## YOUR GOAL
Return the listing below unchanged, minus its pictures.

## DATA PROVIDED
=======
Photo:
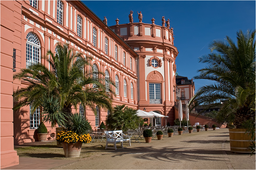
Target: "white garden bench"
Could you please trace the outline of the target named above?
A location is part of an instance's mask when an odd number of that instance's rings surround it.
[[[122,148],[123,148],[123,142],[126,141],[129,141],[129,146],[131,146],[130,138],[132,136],[123,134],[123,131],[105,131],[105,133],[106,134],[106,138],[107,140],[105,149],[107,148],[114,148],[116,150],[116,143],[118,142],[121,142],[121,146]],[[108,147],[108,143],[113,143],[114,147]]]

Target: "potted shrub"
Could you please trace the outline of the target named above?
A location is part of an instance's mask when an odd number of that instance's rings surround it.
[[[215,129],[216,128],[216,127],[217,127],[217,126],[215,124],[213,124],[212,126],[212,129],[213,129],[213,130],[214,131],[215,130]]]
[[[173,129],[172,128],[168,129],[167,132],[168,133],[168,137],[172,137],[172,135],[173,135]]]
[[[182,128],[178,128],[178,133],[179,135],[181,135],[183,132],[183,129]]]
[[[46,141],[46,137],[48,132],[47,128],[43,122],[41,122],[37,128],[37,135],[39,142]]]
[[[99,128],[101,129],[104,129],[106,128],[106,126],[105,126],[105,124],[104,124],[104,123],[102,121],[101,123],[100,124],[100,125],[99,126]]]
[[[205,131],[208,131],[208,129],[209,128],[209,126],[208,125],[204,125],[204,129],[205,129]]]
[[[151,129],[145,129],[143,131],[143,137],[145,138],[146,143],[151,143],[153,136],[152,130]]]
[[[201,126],[199,125],[197,125],[196,127],[196,128],[197,128],[197,132],[199,132],[201,130]]]
[[[188,132],[191,134],[193,131],[193,128],[192,126],[189,126],[188,127]]]
[[[163,132],[161,131],[159,131],[157,132],[157,140],[162,140],[163,139]]]

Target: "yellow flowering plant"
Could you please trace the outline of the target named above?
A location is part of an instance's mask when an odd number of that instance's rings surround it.
[[[56,135],[56,140],[60,142],[66,142],[68,143],[75,143],[78,141],[88,143],[91,141],[92,138],[89,134],[79,135],[71,131],[62,131]]]

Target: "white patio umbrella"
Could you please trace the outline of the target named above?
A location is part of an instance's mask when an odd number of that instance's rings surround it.
[[[188,127],[188,120],[189,120],[189,112],[188,111],[188,104],[187,103],[186,104],[186,119],[187,120],[187,123]]]
[[[178,109],[178,114],[179,116],[179,120],[180,121],[180,127],[181,128],[181,121],[183,118],[182,113],[182,104],[181,100],[179,100],[179,107]]]

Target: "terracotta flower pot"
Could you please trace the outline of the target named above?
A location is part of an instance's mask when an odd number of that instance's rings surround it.
[[[66,142],[62,142],[62,143],[65,157],[75,158],[80,156],[82,144],[81,142],[78,142],[74,144],[68,143]]]
[[[151,140],[152,139],[152,137],[144,137],[146,143],[151,143]]]
[[[37,134],[37,136],[38,137],[38,141],[39,142],[46,141],[47,134]]]
[[[172,137],[173,135],[173,133],[168,133],[168,137]]]
[[[162,140],[163,139],[163,134],[157,135],[157,140]]]

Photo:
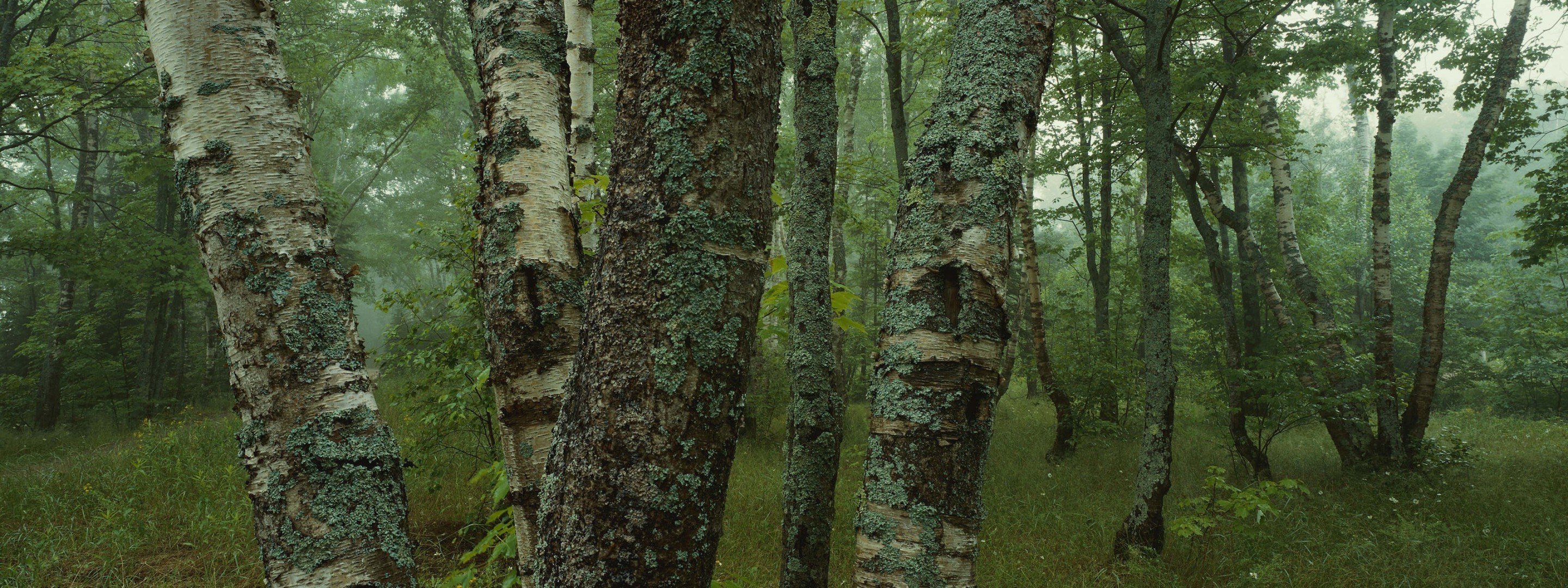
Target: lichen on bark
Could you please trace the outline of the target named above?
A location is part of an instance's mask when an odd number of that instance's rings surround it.
[[[870,384],[856,586],[972,586],[980,483],[1000,395],[1019,152],[1035,125],[1054,5],[964,3],[909,162]]]

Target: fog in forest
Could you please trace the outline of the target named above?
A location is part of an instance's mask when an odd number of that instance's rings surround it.
[[[1565,586],[1565,0],[0,0],[0,586]]]

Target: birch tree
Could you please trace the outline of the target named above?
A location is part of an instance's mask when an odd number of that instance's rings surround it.
[[[790,403],[784,441],[784,525],[779,588],[826,588],[833,491],[839,481],[844,395],[836,386],[828,245],[839,168],[839,3],[793,0],[795,190],[789,194]],[[851,122],[853,124],[853,122]],[[842,245],[840,245],[842,248]]]
[[[538,583],[709,586],[767,265],[782,17],[621,2],[616,124]]]
[[[232,368],[240,461],[270,586],[411,586],[397,439],[376,414],[284,74],[276,13],[151,0],[176,185],[196,224]]]
[[[569,162],[568,27],[560,0],[470,0],[469,22],[481,94],[474,278],[485,309],[517,564],[532,583],[538,483],[583,306]]]
[[[960,6],[889,246],[856,586],[972,586],[1007,343],[1010,226],[1054,6]]]
[[[1432,259],[1427,267],[1427,292],[1421,304],[1421,358],[1416,361],[1416,383],[1402,417],[1405,450],[1416,450],[1427,434],[1432,417],[1432,397],[1438,387],[1438,368],[1443,365],[1443,332],[1447,326],[1449,274],[1454,270],[1454,232],[1460,226],[1460,212],[1469,198],[1486,157],[1486,146],[1497,119],[1507,105],[1508,88],[1519,78],[1523,67],[1521,49],[1530,24],[1530,0],[1515,0],[1508,11],[1508,25],[1497,45],[1497,61],[1491,69],[1485,93],[1480,96],[1475,124],[1465,141],[1458,169],[1443,190],[1441,207],[1432,229]]]

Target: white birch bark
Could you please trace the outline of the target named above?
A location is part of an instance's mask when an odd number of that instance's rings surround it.
[[[268,586],[411,586],[401,458],[376,414],[265,0],[151,0],[176,183],[227,343]]]

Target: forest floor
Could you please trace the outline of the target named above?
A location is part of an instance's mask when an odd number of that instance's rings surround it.
[[[851,405],[847,419],[834,586],[850,585],[864,411]],[[1179,419],[1171,519],[1192,514],[1184,499],[1210,494],[1209,466],[1232,467],[1217,423]],[[1163,558],[1132,564],[1107,560],[1131,502],[1135,426],[1058,463],[1044,459],[1051,426],[1049,403],[1002,401],[980,586],[1568,586],[1563,422],[1443,414],[1433,430],[1469,442],[1471,466],[1406,475],[1345,472],[1322,428],[1301,428],[1272,455],[1305,494],[1276,499],[1261,521],[1173,533]],[[237,430],[224,411],[191,409],[129,431],[0,433],[0,586],[259,586]],[[737,455],[718,586],[776,583],[781,452],[768,433]],[[480,535],[459,530],[488,511],[485,491],[416,467],[409,499],[422,583],[437,585]]]

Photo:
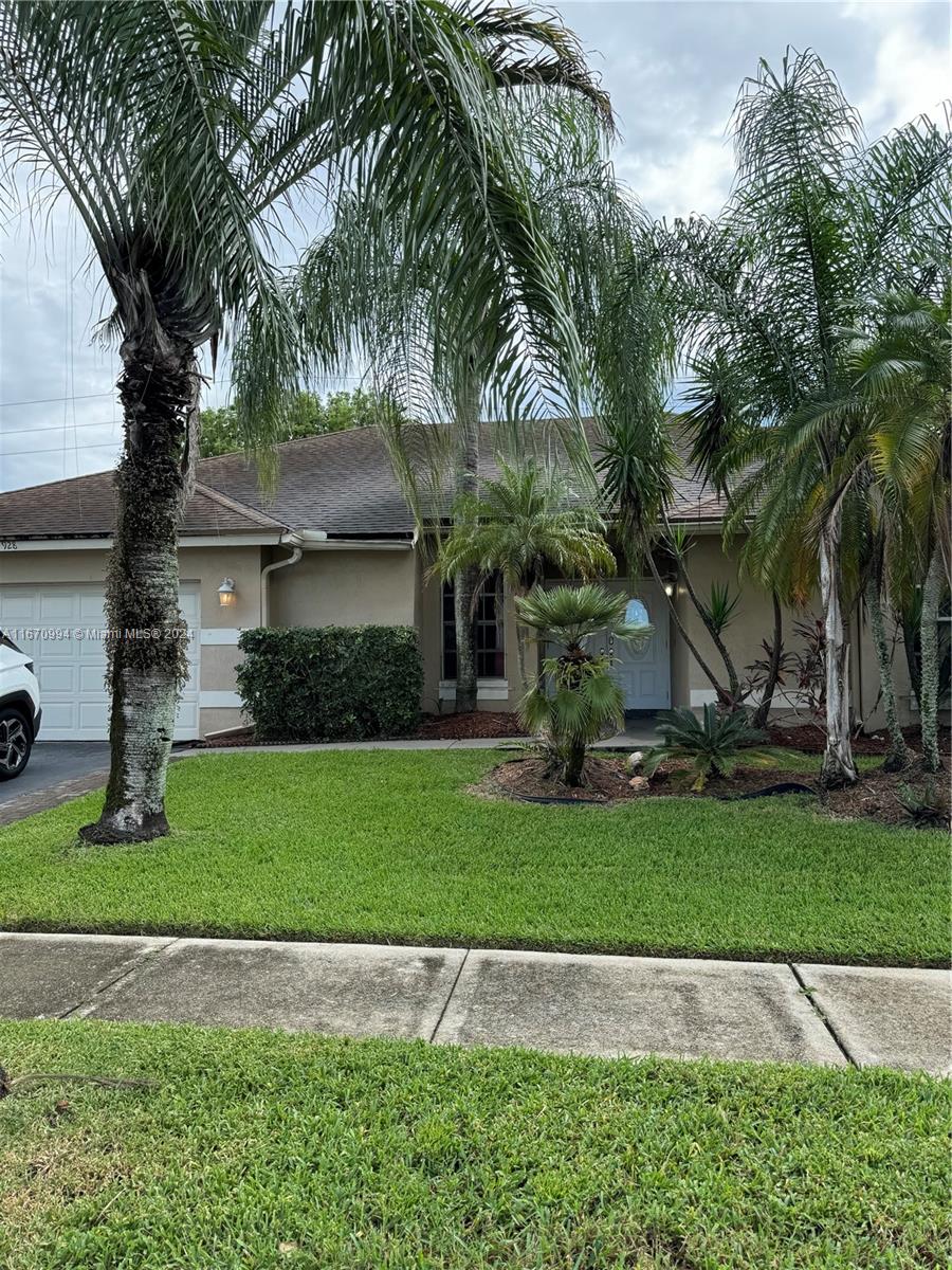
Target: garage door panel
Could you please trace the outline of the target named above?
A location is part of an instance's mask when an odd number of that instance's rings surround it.
[[[105,679],[105,663],[102,665],[81,665],[79,673],[80,692],[100,692]]]
[[[50,662],[43,663],[43,690],[46,692],[69,692],[76,691],[76,667],[71,663],[65,663],[61,665],[51,664]]]
[[[198,730],[201,605],[197,588],[180,594],[189,626],[189,678],[175,721],[175,739],[192,740]],[[36,664],[43,705],[43,738],[48,740],[104,740],[109,734],[105,690],[103,588],[95,585],[0,585],[0,626],[46,627],[44,639],[20,634],[18,643]],[[76,638],[81,630],[84,638]],[[90,631],[90,638],[85,638]],[[93,634],[96,632],[96,634]],[[65,636],[65,638],[61,638]]]
[[[71,622],[75,613],[74,596],[71,592],[57,594],[44,591],[39,596],[41,622]]]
=======
## COMPLETE OUTPUT
Photo:
Target: "white garden bench"
Could you please trace the outline of the target named above?
A location is part of an instance's mask when an odd number of that instance's rings surround it.
[[[122,148],[123,148],[123,142],[126,141],[129,141],[129,146],[131,146],[130,138],[132,136],[123,134],[123,131],[105,131],[105,133],[106,134],[106,138],[107,140],[105,149],[107,148],[114,148],[116,150],[116,143],[118,142],[121,142],[121,146]],[[108,147],[108,143],[113,143],[114,147]]]

Target: "potted shrub"
Could you please trace the outline of the target named above?
A location is part of an instance's mask when an odd number of that instance's rings surround it.
[[[215,129],[216,128],[216,127],[217,127],[217,126],[215,124],[213,124],[212,126],[212,129],[213,129],[213,130],[214,131],[215,130]]]
[[[173,129],[172,128],[168,129],[167,132],[168,133],[168,137],[172,137],[172,135],[173,135]]]
[[[182,128],[178,128],[178,133],[179,135],[181,135],[183,132],[183,129]]]
[[[46,141],[46,137],[48,132],[47,128],[43,122],[41,122],[37,128],[37,135],[39,142]]]
[[[99,128],[101,129],[104,129],[106,128],[106,126],[105,126],[105,124],[104,124],[104,123],[102,121],[101,123],[100,124],[100,125],[99,126]]]
[[[205,131],[208,131],[208,129],[209,128],[209,126],[208,125],[204,125],[204,129],[205,129]]]
[[[151,129],[145,129],[143,131],[143,137],[145,138],[146,143],[151,143],[153,136],[152,130]]]
[[[201,126],[199,125],[197,125],[196,127],[196,128],[197,128],[197,132],[199,132],[201,130]]]
[[[188,132],[191,134],[193,131],[193,128],[192,126],[189,126],[188,127]]]
[[[163,132],[161,131],[159,131],[157,132],[157,140],[162,140],[163,139]]]

Target: "yellow flowering plant"
Could you please trace the outline of the target named above?
A location is part of an instance's mask when an odd number of that instance's rings surround it.
[[[56,135],[56,140],[60,142],[66,142],[68,143],[75,143],[78,141],[88,143],[91,141],[92,138],[89,134],[79,135],[71,131],[62,131]]]

Target: "white patio umbrella"
Could you please trace the outline of the target named above?
A location is part of an instance's mask when an odd number of that instance's rings surround it.
[[[188,127],[188,120],[189,120],[189,112],[188,111],[188,104],[187,103],[186,104],[186,119],[187,120],[187,123]]]
[[[178,109],[178,114],[179,116],[179,120],[180,121],[180,127],[181,128],[181,121],[183,118],[182,113],[182,104],[181,100],[179,100],[179,107]]]

Target: "terracotta flower pot"
Could you please trace the outline of the target named above?
A location is part of an instance's mask when an odd number of that instance's rings surround it.
[[[66,142],[62,142],[62,143],[65,157],[75,158],[80,156],[82,144],[81,142],[78,142],[74,144],[68,143]]]
[[[151,140],[152,139],[152,137],[144,137],[146,143],[151,143]]]
[[[37,134],[37,136],[38,137],[38,141],[39,142],[46,141],[47,134]]]
[[[172,137],[173,135],[173,133],[168,133],[168,137]]]
[[[162,140],[163,139],[163,134],[157,135],[157,140]]]

Photo:
Target: lichen on bark
Could you please trace the outline of the target named above?
A location is part of an instance's mask when an odd number of that instance's rings surround it.
[[[870,384],[856,586],[972,586],[980,483],[1000,395],[1019,152],[1035,125],[1054,5],[964,3],[909,162]]]

Target: fog in forest
Could you please trace the outline of the target named above?
A location is part of an instance's mask when an odd number of that instance's rings surround it.
[[[1565,586],[1565,0],[0,0],[0,586]]]

Target: birch tree
Could you please trace the outline of the target named above?
A location is part of an instance's mask when an odd number of that instance's rings surround it.
[[[790,403],[784,441],[784,525],[779,588],[826,588],[833,491],[839,481],[844,395],[836,386],[828,245],[839,168],[839,3],[793,0],[795,190],[789,194]],[[851,122],[853,124],[853,122]],[[842,245],[840,245],[842,248]]]
[[[538,583],[709,586],[767,265],[782,17],[621,2],[616,124]]]
[[[232,368],[240,461],[270,586],[411,586],[397,439],[376,414],[284,74],[276,13],[151,0],[176,185],[196,224]]]
[[[569,162],[568,27],[560,0],[470,0],[469,22],[481,94],[474,278],[485,309],[517,564],[532,583],[538,483],[583,306]]]
[[[960,6],[889,246],[856,586],[972,586],[1007,343],[1010,226],[1054,6]]]
[[[1432,259],[1427,267],[1427,292],[1421,304],[1421,358],[1416,361],[1416,383],[1402,417],[1405,450],[1416,450],[1427,434],[1432,417],[1432,397],[1438,387],[1438,368],[1443,365],[1443,332],[1447,326],[1449,274],[1454,270],[1454,232],[1460,226],[1460,212],[1469,198],[1486,157],[1486,146],[1497,119],[1507,105],[1508,88],[1519,78],[1523,67],[1521,49],[1530,24],[1530,0],[1515,0],[1508,11],[1508,25],[1497,45],[1497,61],[1491,69],[1485,93],[1480,96],[1475,124],[1465,141],[1458,169],[1443,190],[1441,207],[1432,229]]]

Target: white birch bark
Could you please trace the outline of the target named above?
A location is part of an instance's mask when an odd number of that instance's rings surround it.
[[[268,586],[411,586],[401,458],[376,414],[265,0],[151,0],[176,183],[227,343]]]

Target: forest floor
Could you please trace the outline of the target named above?
A location is part of an instance's mask when an odd number of that instance's rings surround it.
[[[851,405],[847,419],[834,586],[850,585],[864,411]],[[1179,419],[1171,519],[1192,514],[1184,499],[1210,494],[1209,466],[1232,467],[1217,423]],[[1163,558],[1132,564],[1107,560],[1131,502],[1135,426],[1058,463],[1044,459],[1051,426],[1049,403],[1002,401],[980,586],[1568,586],[1563,422],[1443,414],[1433,430],[1469,442],[1471,466],[1406,475],[1345,472],[1322,428],[1301,428],[1272,455],[1305,494],[1276,499],[1261,521],[1173,533]],[[237,430],[224,411],[191,409],[129,431],[0,433],[0,586],[259,586]],[[737,455],[718,586],[776,583],[781,452],[768,433]],[[480,535],[459,530],[488,511],[485,491],[416,467],[409,499],[422,583],[437,585]]]

Photo:
Target: garage door panel
Could you please trace the outline of the target named above?
A location is part of an instance's mask when an odd number of that instance's rings surround it.
[[[105,679],[105,663],[102,665],[81,665],[79,673],[80,692],[100,692]]]
[[[50,662],[43,663],[43,690],[46,692],[69,692],[76,691],[76,667],[71,663],[65,663],[61,665],[51,664]]]
[[[198,730],[201,605],[197,588],[180,594],[189,626],[189,678],[175,721],[175,739],[192,740]],[[36,664],[43,705],[43,738],[48,740],[104,740],[109,734],[105,690],[103,588],[95,585],[0,585],[0,626],[46,627],[44,639],[20,634],[18,643]],[[76,638],[81,630],[84,638]],[[90,631],[90,638],[85,638]],[[93,634],[96,632],[96,634]],[[65,636],[65,638],[61,638]]]
[[[71,622],[75,613],[74,596],[71,592],[57,594],[44,591],[39,596],[41,622]]]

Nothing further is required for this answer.